Copy out all of the items below, swapping "receives one point" for "gets a single point" everywhere it appears and changing nothing else.

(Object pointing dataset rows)
....
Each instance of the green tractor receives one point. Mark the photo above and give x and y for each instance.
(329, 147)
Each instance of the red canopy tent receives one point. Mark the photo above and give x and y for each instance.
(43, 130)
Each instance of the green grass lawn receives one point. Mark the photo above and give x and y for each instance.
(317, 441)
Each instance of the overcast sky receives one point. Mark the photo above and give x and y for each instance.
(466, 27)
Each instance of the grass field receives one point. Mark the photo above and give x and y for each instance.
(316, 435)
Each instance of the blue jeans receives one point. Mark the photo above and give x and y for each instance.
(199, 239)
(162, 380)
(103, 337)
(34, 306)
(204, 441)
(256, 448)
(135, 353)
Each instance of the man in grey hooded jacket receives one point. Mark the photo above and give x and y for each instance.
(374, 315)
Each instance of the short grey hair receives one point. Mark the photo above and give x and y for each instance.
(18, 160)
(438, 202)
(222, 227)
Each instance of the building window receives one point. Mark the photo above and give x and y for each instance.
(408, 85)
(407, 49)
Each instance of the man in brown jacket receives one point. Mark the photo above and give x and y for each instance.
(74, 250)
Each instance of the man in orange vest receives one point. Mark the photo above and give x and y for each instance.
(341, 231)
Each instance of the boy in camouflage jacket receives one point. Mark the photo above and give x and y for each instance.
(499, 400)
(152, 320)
....
• Right answer:
Each instance of the green tractor gets a single point. Mark the photo above and give x and y for each instance.
(329, 147)
Each instance of the red canopy tent gets a single point. Mark the photo above and give x and y for each instance.
(43, 130)
Each instance of the green grass lawn gets a single point. Mark the photo above and give x and y for each instance.
(317, 441)
Each instance of the overcast sky gets a single point. Mark the photo above and give x and y for each instance.
(466, 27)
Each instance of the grass field gets a single point. Mark the photo above and give x and y for each instance.
(316, 435)
Each instance of the blue jeans gets a single point. Mark the photo above and give x and y for each instance.
(199, 239)
(162, 380)
(103, 337)
(34, 306)
(204, 441)
(256, 448)
(135, 353)
Each instance of the man in grey hooded jacket gets a single point. Mark the photo above and give x and y for each instance.
(374, 315)
Each instance of the short grey hair gets a single point. Mark the photo above and give x and y for each instance.
(18, 160)
(438, 202)
(222, 227)
Each instance of the building window gets a single point. Mark the photo above and give x and y for each instance.
(408, 85)
(407, 49)
Each instance of the man in brown jacket gets a single point. Mark the photo above and give x and y for each instance.
(74, 250)
Each instance of the man in orange vest gets a single point. Mark the photo above and give x and y for each instance.
(341, 231)
Each instance of the boy in camouflage jacket gets a single point. Mark the photo above and give x and y for each instance.
(499, 400)
(152, 320)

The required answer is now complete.